## Activity
Return every line of the data that contains the string "face".

## Data extract

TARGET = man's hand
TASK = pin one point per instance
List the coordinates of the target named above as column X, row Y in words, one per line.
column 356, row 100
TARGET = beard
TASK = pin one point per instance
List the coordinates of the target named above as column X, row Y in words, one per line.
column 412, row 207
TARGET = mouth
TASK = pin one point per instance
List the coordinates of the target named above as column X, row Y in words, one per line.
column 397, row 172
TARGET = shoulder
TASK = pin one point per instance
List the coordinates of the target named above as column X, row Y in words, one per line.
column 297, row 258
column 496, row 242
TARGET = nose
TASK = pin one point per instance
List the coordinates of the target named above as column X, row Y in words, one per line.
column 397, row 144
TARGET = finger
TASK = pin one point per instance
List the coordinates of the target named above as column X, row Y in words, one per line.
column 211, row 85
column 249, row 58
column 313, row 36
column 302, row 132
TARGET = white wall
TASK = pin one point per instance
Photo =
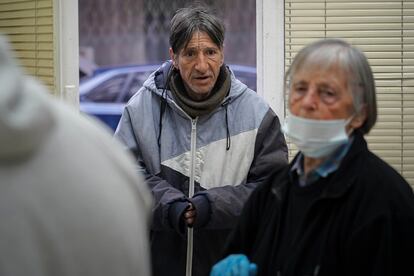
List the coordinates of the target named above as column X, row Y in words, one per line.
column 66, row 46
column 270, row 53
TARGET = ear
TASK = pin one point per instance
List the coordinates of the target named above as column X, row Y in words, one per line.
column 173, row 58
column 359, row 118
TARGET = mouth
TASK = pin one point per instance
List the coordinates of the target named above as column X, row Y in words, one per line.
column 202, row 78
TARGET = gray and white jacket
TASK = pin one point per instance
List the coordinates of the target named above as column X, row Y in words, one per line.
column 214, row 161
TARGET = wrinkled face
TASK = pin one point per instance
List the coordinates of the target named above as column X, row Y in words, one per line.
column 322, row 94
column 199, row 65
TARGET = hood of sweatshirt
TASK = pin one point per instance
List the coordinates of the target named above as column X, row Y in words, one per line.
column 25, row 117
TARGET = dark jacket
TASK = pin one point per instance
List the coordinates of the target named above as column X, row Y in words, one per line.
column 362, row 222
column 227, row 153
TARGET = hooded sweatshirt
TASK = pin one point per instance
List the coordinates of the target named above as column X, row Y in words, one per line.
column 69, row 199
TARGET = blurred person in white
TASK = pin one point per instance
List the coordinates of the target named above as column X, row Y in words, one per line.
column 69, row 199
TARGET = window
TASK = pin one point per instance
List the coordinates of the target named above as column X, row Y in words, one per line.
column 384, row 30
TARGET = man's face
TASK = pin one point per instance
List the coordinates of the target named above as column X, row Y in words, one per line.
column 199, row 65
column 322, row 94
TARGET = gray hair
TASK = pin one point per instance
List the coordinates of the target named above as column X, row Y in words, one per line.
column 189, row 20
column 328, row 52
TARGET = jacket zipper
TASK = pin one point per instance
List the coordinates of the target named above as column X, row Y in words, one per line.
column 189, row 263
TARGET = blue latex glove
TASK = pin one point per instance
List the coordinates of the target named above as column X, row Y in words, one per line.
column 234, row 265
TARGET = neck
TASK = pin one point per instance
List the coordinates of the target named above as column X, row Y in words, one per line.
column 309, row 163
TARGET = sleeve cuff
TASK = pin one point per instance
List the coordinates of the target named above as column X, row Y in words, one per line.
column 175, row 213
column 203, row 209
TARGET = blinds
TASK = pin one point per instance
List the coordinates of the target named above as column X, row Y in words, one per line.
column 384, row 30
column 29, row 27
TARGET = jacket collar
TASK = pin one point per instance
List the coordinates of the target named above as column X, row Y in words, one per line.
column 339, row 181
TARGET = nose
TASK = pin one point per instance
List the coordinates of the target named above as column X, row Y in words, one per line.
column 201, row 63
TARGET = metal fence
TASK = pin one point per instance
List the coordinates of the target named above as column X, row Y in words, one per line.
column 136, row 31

## Output for this task
TARGET = wrinkled face
TARGET = man's face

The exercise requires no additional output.